▸ **Exercise text**
___
GDPR is General Data Protection Regulation and it is law that all businesses who handle personal data is compliant in protecting this data. Your personal data should be secured in a lockable cabinet which is bolted to the floor or on a protected server. 

I keep your personal data on a secure, password protected online server only and keep it for as long as I am providing services to you. I only use this data for the purpose of carrying out the service and will never pass on your data to any third party.

6. What are your T&C's?

Professional dog carers will have T&C's and should provide you with a copy or a link to their T&C's. It should outline both parties obligations to each other, so ensure you read their Terms thoroughly and ask any questions. 

My T&C's are available here and a link to them is provided on each invoice that you receive. I believe my T&C's are thorough to ensure all possible eventualities are covered.

7. How Much Do You Charge?

Often, this is the 1st question I am asked and budget is important, but it shouldn't be the deal breaker. You need to consider the other factors before deciding the carer is worth their price; time out, transit time, are treats and poo bags included, cleaning costs, fuel costs, time, qualifications, interactions, stimuli, advice, solo walk, group walk, risk factors, communication, safety and security

I believe my prices are fair and I always offer quality time with your dog as well as ensuring they are safe and secure and they feel safe & secure. Treats and poo bags are included, as standard. I love your dogs like they are my own and my time doesn't end once your dog arrives home; I am happy to chat, share advice and provide content (just like this article). My prices can be found here.

8. Does My Dog Need To Be Vaccinated?

Depending on what kind of services you require, sometimes keeping up with booster vaccinations aren't required. Any responsible dog carer who provides home boarding, day care and group walks should insist that your dogs are fully vaccinated to reduce the risks of the spread of diseases, especially Kennel Cough, and helps reduce the impact of the illness on your dog. Remember, vaccinations do not stop your dog from contracting or spreading an illness.
___
▸ **Entries shown**
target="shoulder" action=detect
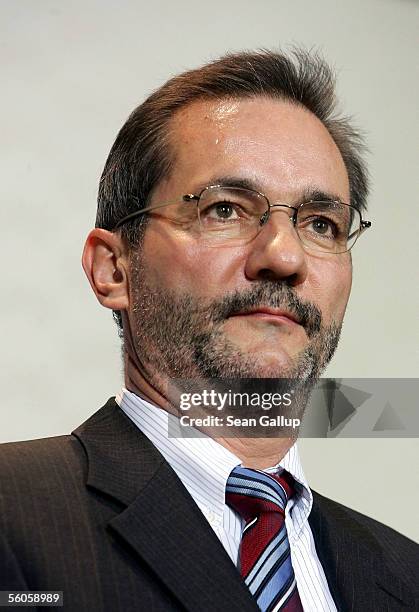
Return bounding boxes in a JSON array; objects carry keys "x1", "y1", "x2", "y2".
[
  {"x1": 0, "y1": 435, "x2": 86, "y2": 499},
  {"x1": 312, "y1": 491, "x2": 419, "y2": 579}
]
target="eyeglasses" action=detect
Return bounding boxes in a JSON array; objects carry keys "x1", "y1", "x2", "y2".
[{"x1": 114, "y1": 185, "x2": 371, "y2": 254}]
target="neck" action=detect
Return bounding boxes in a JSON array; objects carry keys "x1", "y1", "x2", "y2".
[
  {"x1": 215, "y1": 438, "x2": 294, "y2": 470},
  {"x1": 125, "y1": 354, "x2": 294, "y2": 470}
]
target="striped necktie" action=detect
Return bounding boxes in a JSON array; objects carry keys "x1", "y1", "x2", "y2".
[{"x1": 226, "y1": 467, "x2": 303, "y2": 612}]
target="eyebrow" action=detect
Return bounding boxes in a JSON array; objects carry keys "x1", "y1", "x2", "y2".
[{"x1": 197, "y1": 176, "x2": 343, "y2": 205}]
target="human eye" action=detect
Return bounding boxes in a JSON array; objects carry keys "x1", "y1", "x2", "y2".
[
  {"x1": 199, "y1": 196, "x2": 252, "y2": 226},
  {"x1": 298, "y1": 202, "x2": 348, "y2": 241},
  {"x1": 201, "y1": 200, "x2": 241, "y2": 222},
  {"x1": 306, "y1": 216, "x2": 339, "y2": 239}
]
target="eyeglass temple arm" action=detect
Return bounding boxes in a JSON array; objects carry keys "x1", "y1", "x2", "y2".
[
  {"x1": 360, "y1": 219, "x2": 371, "y2": 234},
  {"x1": 114, "y1": 193, "x2": 200, "y2": 230}
]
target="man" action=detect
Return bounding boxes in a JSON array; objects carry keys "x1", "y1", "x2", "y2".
[{"x1": 0, "y1": 51, "x2": 419, "y2": 612}]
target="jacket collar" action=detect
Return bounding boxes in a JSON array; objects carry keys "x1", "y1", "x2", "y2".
[{"x1": 73, "y1": 398, "x2": 258, "y2": 612}]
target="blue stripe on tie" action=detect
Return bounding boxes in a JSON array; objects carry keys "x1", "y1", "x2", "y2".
[
  {"x1": 231, "y1": 468, "x2": 287, "y2": 500},
  {"x1": 257, "y1": 555, "x2": 294, "y2": 610},
  {"x1": 246, "y1": 528, "x2": 289, "y2": 593},
  {"x1": 226, "y1": 485, "x2": 281, "y2": 507},
  {"x1": 227, "y1": 474, "x2": 288, "y2": 507}
]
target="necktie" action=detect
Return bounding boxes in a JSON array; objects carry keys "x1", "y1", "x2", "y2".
[{"x1": 226, "y1": 467, "x2": 303, "y2": 612}]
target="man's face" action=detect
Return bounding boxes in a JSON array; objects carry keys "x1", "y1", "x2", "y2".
[{"x1": 128, "y1": 98, "x2": 351, "y2": 379}]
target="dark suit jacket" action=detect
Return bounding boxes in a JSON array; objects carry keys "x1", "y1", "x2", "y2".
[{"x1": 0, "y1": 399, "x2": 419, "y2": 612}]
___
▸ **What the task asks**
In the dog care text, where does the writer keep clients' personal data? The entries are separate material and have no connection to the dog care text.

▸ **Worked solution**
On a secure, password-protected online server only.